→ **WHAT YOU NEED TO DO**
Could you retype all of the material below character for character, leaving the pictures out of your answer?

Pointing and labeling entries
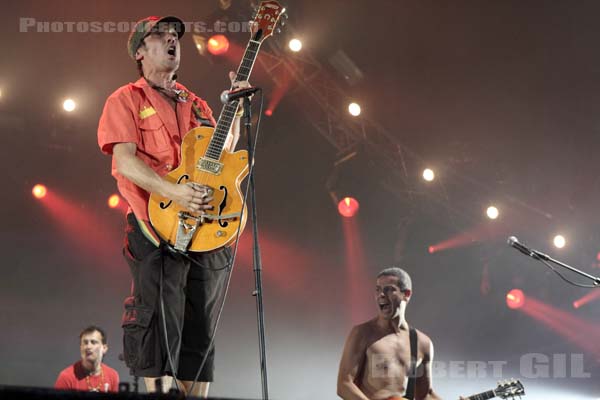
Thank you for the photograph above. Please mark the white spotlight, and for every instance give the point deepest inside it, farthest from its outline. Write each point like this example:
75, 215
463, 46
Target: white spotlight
559, 241
295, 45
69, 105
354, 109
492, 212
428, 175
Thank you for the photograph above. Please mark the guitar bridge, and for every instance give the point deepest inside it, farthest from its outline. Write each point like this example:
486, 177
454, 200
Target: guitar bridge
210, 166
185, 231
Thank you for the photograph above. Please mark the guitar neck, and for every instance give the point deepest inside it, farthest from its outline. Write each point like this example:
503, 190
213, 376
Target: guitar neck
483, 396
217, 143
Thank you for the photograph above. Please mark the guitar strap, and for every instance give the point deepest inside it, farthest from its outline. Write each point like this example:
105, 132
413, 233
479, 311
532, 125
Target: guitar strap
412, 375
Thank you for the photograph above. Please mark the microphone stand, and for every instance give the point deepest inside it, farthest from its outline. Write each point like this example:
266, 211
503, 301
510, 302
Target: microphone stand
541, 256
260, 314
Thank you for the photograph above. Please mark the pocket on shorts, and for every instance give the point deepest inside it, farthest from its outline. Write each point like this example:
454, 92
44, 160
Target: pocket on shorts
138, 335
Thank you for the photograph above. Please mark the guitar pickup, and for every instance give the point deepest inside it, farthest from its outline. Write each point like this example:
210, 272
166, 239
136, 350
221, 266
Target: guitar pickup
210, 166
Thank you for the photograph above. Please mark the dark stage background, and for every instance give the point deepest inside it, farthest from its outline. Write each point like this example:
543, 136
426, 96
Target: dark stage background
500, 97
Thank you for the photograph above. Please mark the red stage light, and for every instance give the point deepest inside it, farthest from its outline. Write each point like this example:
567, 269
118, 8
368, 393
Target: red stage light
217, 45
348, 207
515, 299
114, 200
39, 191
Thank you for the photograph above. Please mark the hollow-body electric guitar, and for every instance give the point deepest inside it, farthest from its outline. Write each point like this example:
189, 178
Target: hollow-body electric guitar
505, 390
205, 160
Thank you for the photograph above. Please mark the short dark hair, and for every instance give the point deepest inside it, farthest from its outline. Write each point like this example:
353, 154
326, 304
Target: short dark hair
92, 329
404, 280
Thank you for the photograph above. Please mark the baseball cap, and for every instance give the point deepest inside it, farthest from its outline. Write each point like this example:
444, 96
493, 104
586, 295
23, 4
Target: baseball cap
143, 28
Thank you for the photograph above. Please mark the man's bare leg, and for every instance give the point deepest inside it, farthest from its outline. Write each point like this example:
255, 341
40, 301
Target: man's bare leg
166, 381
200, 388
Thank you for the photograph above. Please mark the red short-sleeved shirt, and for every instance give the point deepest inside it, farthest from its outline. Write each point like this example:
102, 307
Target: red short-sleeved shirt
136, 113
74, 378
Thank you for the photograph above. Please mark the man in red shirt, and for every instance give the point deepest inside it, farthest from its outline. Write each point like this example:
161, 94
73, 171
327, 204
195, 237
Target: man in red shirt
170, 316
90, 374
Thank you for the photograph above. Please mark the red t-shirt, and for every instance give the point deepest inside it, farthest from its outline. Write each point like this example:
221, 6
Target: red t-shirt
136, 113
74, 378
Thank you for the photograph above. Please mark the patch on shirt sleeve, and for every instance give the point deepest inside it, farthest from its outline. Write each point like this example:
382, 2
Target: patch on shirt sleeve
146, 112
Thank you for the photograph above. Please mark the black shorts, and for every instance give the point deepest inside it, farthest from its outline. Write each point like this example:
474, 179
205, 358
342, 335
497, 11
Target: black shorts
191, 294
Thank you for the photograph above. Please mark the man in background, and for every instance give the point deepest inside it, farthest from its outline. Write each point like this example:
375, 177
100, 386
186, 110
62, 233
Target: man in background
89, 374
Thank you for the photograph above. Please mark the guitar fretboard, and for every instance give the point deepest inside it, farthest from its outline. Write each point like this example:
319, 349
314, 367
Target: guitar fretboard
217, 143
483, 396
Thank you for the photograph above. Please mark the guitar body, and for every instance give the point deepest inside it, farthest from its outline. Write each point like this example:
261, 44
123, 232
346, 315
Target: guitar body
211, 234
204, 160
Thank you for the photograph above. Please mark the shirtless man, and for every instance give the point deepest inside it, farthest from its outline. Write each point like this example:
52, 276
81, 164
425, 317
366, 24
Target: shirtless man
375, 364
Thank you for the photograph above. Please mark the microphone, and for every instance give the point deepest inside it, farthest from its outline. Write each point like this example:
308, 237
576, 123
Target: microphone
514, 242
232, 95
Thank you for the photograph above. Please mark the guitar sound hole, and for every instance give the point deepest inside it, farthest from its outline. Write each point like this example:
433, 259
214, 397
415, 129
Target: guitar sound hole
163, 205
222, 205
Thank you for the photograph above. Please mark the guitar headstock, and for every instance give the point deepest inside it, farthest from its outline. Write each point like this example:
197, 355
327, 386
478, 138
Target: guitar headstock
509, 389
266, 20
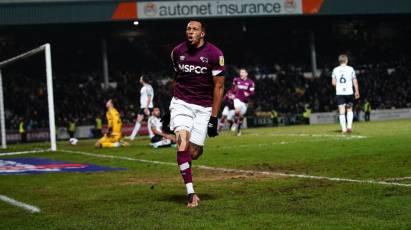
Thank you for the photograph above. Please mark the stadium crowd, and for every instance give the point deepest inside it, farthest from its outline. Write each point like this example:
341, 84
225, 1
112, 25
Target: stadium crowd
287, 89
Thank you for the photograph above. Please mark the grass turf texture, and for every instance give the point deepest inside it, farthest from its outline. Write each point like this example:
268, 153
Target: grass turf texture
152, 196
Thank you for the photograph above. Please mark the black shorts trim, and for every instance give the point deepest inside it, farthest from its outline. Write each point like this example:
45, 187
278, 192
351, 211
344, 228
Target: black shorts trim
156, 138
347, 100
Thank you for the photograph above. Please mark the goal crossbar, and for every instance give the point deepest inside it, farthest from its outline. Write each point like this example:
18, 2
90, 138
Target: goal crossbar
50, 97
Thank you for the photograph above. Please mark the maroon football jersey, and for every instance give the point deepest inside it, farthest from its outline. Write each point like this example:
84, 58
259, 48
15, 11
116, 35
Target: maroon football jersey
195, 69
243, 86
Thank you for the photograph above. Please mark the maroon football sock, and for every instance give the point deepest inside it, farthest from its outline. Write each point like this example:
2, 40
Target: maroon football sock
184, 163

→ **THE RESPONSE**
Thank you for the photograph above. Please mark the white spotlight, and for every instance give the point deepest inside it, farthest from its outline. Write each point like this example:
75, 215
463, 46
Target: white spotlight
559, 241
295, 45
69, 105
354, 109
492, 212
428, 175
Thank you for the photograph above. Please mark the guitar bridge, and for every instance give the point deepest inside it, farthest from its outline. Write each point like this example:
486, 177
454, 200
Target: guitar bridge
210, 166
185, 231
Thank you for the photograph above. Please mark the guitar neck, and for every instance give the point deepest inside it, farthest from its outline. Write each point like this example:
503, 190
213, 376
Target: guitar neck
483, 396
217, 143
Thank you for the photograph above. Please mark the guitar strap, and for every instance give the point deepest inside it, farthest from its outline. Write each point like this example:
105, 132
413, 233
479, 311
532, 125
Target: guitar strap
412, 375
Thank you for the photograph above. Please mark the microphone stand, and for every instance give the point deepest inside it, farthest from its outline. Write each point like this example:
266, 211
503, 301
510, 302
Target: microphone stand
541, 256
260, 314
Thank you for the photograph above. Please mark the pocket on shorts, and for every instance give the point deepest inside it, farthest from its outline. Write each point like this example:
454, 92
44, 160
Target: pocket on shorts
138, 335
Thank you for the photograph above. Please mark the guitar pickup, and for every instance give the point deepest inside it, farthest from its outline. Write each point like this example:
210, 272
166, 239
136, 350
221, 266
Target: guitar pickup
210, 166
Thank you for the photograph above. Please mark the dark stage background, and for every instance give the point deepest inside it, farthest from its outline. Write each point like this example:
543, 136
426, 96
Target: dark stage background
500, 97
Thank you for the photograph above. Please mark the red stage light, and for every instance give the point deepest inside it, farthest from its outline. Write each point like this example:
567, 269
118, 8
368, 393
Target: red stage light
217, 45
348, 207
515, 299
114, 200
39, 191
Thank you for the photograph above. Please mark the hollow-body electric guitar, and for every instance give the point deepest inside it, farthest from its outline. Write each point like this example:
189, 178
Target: hollow-body electric guitar
505, 390
205, 160
Thank you for the photograph above. Please mark the short dark hair, and for every instance give the point deepest inside it, farthest from its outline. Write each point like this example:
353, 154
326, 304
Target: short dark hair
92, 329
404, 280
Thank you for the photograph above. Please mark the baseball cap, and for every instance give the point deepest inside it, farthest from its outline. Write each point like this example:
444, 96
493, 104
586, 295
23, 4
Target: baseball cap
143, 28
Thank you for the photograph above. Please mark the man's bare leg, and for every instance give the point deepest inside it, farthest from its outline. Write each point like this example:
255, 341
40, 301
Target: man's bare leg
166, 381
200, 388
Thank you for the photograph above. Please mark the red short-sleeved shirt, and for every instance give the point deepest inside it, farthest from its outline. Write each point like this example:
102, 307
Target: red short-sleeved shirt
136, 113
74, 378
Thank you for the photograph above. Please mark the man in red shirt, and for every instance give the point deepest inside it, farthest from its outline. Write each point like this example:
161, 94
73, 171
327, 204
195, 237
Target: man in red shirt
170, 316
90, 374
Thank you for the photograph above. Please mark the red t-shirt, and for every instance give the point deepest inside it, farthest from its outline. Write each point like this example:
221, 6
Target: red t-shirt
136, 113
74, 378
Thank you for the photograph above. Please mark the patch on shirt sleeve, and for every instance give the point deepest inside it, farthest from its outline. Write each point like this example:
382, 2
Target: patch on shirt sleeve
146, 112
Thank you for the photograph above. Please mark the black shorts, and for every instance give the point deepest inside it, farthest from its outline. Write each point like this example:
474, 179
205, 358
342, 335
497, 11
Target: black shorts
191, 294
Thank you for the photograph above. Please mark the man in background, and for every instance give the point deepest inside it, farthest from its outline. Write each point like this example:
375, 177
100, 386
186, 110
62, 233
Target: man in background
89, 374
Thank you for the photograph above. Please mark the guitar fretboard, and for every instance give the point deepest inside it, farthest from its outline. Write each point like this example:
319, 349
314, 367
Target: guitar fretboard
217, 143
483, 396
Thank you for the photograph above. Please mark the guitar body, and for every instance give the point deepest inside it, farthest from its outline. Write each point like this example:
261, 44
123, 232
346, 315
Target: guitar body
211, 234
204, 160
Thank you for the photograph above. Please mark the shirtless man, and for every instance give the point deepest inside it, farthest from its outline. Write each point like this example:
52, 276
81, 164
425, 317
366, 24
Target: shirtless man
375, 364
Thank you for the photograph above. Please mark the microphone, and for every instance give the point deepest inside it, farthest from its outline. Write each point like this example:
308, 237
576, 123
Target: microphone
514, 242
232, 95
Thank you for the photograph above. Please mark the guitar sound hole, and for every instance give the point deepest inside it, farthest from its outline. Write each point like this example:
433, 259
214, 397
415, 129
Target: guitar sound hole
163, 205
222, 205
Thank you for the photograph above. Please mark the guitar headstock, and for every instance give the point deepest inside it, farthest from its outline. Write each point like this example:
197, 355
327, 386
478, 138
Target: guitar headstock
509, 389
266, 20
Thank you for the photograph above. Please mark the stadium crowd, and for every instance give the point deepest inside it, farthest from its outline. Write each point like this example:
341, 84
225, 1
112, 25
Target: stadium crowd
287, 89
Thank you for the photograph above. Please mark the grass turf texture, and for every instance give the point deepest inside it, farthest from its outline. Write each point like this example:
268, 153
Target: grass turf texture
152, 196
Thank you for the photograph above. Please mark the black shorts trim, and for every instance give the point deepest inside it, farthest from its outline. Write each point like this example:
45, 187
278, 192
351, 211
344, 228
Target: black shorts trim
156, 138
347, 100
Thank you for the photograph above. Please mark the goal crossbar, and for every instance give the point deepest inside it, farthest from its outline. Write each point like this example:
18, 2
90, 138
Target: goal crossbar
50, 97
Thank you for the photograph above. Please mark the maroon football jersey, and for every instance give the point deepest inside it, farthest from its outline. Write each point like this example:
84, 58
259, 48
15, 11
116, 35
Target: maroon football jersey
195, 69
243, 86
Thank you for the photograph above. Please mark the maroon football sock, and for every instance give the point deepest inside it, farthest from its outline. Write each point like this example:
2, 40
Target: maroon football sock
184, 163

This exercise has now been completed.